— BEGIN Provided records —
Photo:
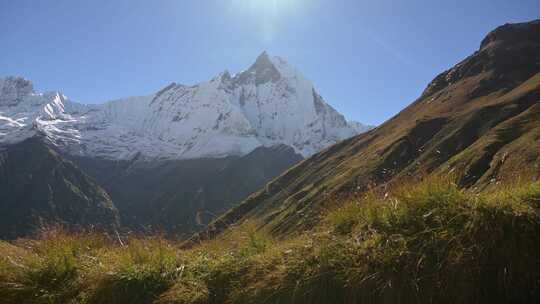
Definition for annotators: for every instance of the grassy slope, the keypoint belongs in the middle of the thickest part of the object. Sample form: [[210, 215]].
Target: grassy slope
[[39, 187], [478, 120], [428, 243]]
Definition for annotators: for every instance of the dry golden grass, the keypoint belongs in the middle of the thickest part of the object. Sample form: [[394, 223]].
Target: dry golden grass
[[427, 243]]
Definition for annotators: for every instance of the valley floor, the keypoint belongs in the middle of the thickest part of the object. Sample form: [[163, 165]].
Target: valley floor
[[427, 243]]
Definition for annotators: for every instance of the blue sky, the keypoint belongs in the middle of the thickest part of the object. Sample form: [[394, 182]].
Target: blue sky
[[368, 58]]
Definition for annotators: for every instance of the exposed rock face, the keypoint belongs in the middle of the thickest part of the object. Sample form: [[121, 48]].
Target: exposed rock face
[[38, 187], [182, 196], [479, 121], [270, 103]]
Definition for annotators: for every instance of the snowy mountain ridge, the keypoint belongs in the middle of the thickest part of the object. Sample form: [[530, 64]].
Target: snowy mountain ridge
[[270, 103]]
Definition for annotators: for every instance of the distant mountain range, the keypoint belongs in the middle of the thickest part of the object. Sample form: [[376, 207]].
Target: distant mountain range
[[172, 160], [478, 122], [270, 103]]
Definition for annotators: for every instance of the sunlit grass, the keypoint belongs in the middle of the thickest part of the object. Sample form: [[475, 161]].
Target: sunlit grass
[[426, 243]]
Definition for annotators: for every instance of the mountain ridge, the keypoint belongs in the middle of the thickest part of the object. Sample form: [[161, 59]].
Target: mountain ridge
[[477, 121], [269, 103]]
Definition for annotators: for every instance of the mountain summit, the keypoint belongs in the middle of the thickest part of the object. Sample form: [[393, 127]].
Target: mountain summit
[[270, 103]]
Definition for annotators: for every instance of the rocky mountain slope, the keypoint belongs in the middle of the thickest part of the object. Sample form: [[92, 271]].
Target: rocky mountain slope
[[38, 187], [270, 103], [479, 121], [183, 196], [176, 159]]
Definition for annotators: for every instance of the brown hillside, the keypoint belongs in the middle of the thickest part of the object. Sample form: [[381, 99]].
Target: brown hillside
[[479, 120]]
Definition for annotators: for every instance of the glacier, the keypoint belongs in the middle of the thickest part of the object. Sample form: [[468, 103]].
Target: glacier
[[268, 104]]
— END Provided records —
— BEGIN Provided records —
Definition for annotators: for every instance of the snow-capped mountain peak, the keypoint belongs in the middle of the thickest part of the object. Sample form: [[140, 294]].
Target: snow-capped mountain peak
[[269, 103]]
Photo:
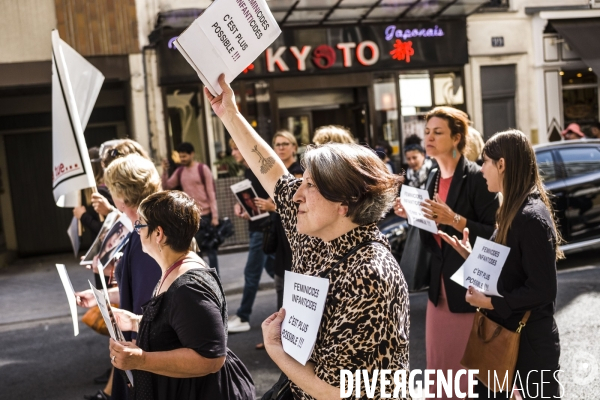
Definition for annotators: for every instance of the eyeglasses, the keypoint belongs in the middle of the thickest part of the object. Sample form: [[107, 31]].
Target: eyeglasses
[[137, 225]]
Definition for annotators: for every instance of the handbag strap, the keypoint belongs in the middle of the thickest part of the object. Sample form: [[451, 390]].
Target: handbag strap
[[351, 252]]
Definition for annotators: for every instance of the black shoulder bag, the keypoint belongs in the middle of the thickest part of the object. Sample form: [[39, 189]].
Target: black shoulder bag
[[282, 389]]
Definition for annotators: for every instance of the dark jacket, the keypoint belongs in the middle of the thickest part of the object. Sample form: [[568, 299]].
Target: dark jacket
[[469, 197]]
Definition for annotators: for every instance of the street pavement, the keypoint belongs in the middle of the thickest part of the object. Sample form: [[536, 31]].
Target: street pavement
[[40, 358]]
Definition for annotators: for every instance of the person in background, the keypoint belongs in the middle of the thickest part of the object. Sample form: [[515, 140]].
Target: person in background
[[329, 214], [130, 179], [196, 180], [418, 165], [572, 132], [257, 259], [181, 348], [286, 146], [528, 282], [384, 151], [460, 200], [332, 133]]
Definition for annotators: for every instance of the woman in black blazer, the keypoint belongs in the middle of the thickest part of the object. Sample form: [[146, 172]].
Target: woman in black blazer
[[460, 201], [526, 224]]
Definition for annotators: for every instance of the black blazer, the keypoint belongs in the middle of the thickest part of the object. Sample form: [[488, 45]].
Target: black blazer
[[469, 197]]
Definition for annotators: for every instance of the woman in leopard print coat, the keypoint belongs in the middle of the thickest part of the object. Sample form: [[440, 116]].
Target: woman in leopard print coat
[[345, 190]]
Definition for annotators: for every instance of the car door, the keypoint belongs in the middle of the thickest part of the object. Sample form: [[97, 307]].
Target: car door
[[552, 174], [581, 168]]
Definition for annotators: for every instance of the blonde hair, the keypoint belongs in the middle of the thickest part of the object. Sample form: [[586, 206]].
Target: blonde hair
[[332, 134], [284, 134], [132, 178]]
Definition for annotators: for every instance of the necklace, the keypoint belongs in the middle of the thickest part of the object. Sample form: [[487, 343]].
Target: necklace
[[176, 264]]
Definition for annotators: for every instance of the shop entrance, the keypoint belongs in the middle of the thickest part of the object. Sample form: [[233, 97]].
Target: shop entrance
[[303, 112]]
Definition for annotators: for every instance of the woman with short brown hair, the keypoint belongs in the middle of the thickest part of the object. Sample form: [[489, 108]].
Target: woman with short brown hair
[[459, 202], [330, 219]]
— END Provided records —
Written task = Which lines in the entries above contain the word "short"? Identify each one and copy it out in full.

Result of the exercise =
Definition for annotators: for every instance of the woman with short brown hair, the keypoint belongs in the middle of the thickest part of the object. Sample form: [[489, 108]].
Target: woman with short brown hair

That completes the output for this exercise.